Work request —
Exactly as written, give back every record below.

Material to process —
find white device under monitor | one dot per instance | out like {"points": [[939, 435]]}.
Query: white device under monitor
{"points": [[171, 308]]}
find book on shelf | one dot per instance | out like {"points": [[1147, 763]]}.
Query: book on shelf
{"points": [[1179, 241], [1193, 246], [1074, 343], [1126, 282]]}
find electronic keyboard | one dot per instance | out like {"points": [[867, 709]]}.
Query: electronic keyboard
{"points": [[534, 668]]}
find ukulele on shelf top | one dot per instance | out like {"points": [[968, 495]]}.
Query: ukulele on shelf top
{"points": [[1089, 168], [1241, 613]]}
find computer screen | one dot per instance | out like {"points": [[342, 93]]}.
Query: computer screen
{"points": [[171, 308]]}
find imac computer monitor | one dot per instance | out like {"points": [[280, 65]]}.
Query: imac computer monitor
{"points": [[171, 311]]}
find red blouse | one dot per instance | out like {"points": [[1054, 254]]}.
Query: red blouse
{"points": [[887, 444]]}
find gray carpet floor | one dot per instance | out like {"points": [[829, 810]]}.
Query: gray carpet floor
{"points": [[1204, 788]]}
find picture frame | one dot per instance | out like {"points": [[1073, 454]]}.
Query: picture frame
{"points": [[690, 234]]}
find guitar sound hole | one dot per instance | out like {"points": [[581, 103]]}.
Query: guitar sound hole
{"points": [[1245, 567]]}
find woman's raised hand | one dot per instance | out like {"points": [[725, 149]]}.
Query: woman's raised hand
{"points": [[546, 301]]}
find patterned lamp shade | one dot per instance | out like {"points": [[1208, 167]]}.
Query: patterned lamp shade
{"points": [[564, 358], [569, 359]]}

Response to the exercise —
find white device under monitor | one dot per instance | out like {"points": [[939, 435]]}.
Query: white device under monitor
{"points": [[171, 308]]}
find book on shelf | one dot per instance | out like {"points": [[1147, 763]]}.
Query: book on shelf
{"points": [[1179, 241], [1193, 246], [1074, 343], [1126, 282]]}
find electronic keyboard | one dot per instance | out like {"points": [[867, 709]]}.
Query: electronic keyboard
{"points": [[534, 668]]}
find ukulele on shelf top | one dot per instance | out like {"points": [[968, 495]]}.
Query: ukulele on shelf top
{"points": [[1089, 168], [1241, 613]]}
find computer screen | one dot per instance | out like {"points": [[342, 93]]}.
Query: computer screen
{"points": [[171, 308]]}
find imac computer monitor | one dot per instance | out like {"points": [[280, 65]]}.
Query: imac computer monitor
{"points": [[171, 311]]}
find red blouse | one dot per instance | out like {"points": [[1054, 254]]}.
Query: red blouse
{"points": [[887, 444]]}
find gray carpet floor | one dot per instance | out like {"points": [[829, 810]]}.
Query: gray carpet floor
{"points": [[1204, 788]]}
find picture frame | one dot per instance | out like {"points": [[1073, 454]]}.
Query: picture frame
{"points": [[690, 234]]}
find guitar sound hole | one dot per instance | out like {"points": [[581, 103]]}.
Query: guitar sound hole
{"points": [[1245, 567]]}
find woman's raised hand | one dot per instance | out like {"points": [[725, 149]]}.
Query: woman's raised hand
{"points": [[546, 301]]}
find patterned lamp shade | one dot per instance | out like {"points": [[1208, 167]]}.
Query: patterned lamp shade
{"points": [[564, 358], [569, 359]]}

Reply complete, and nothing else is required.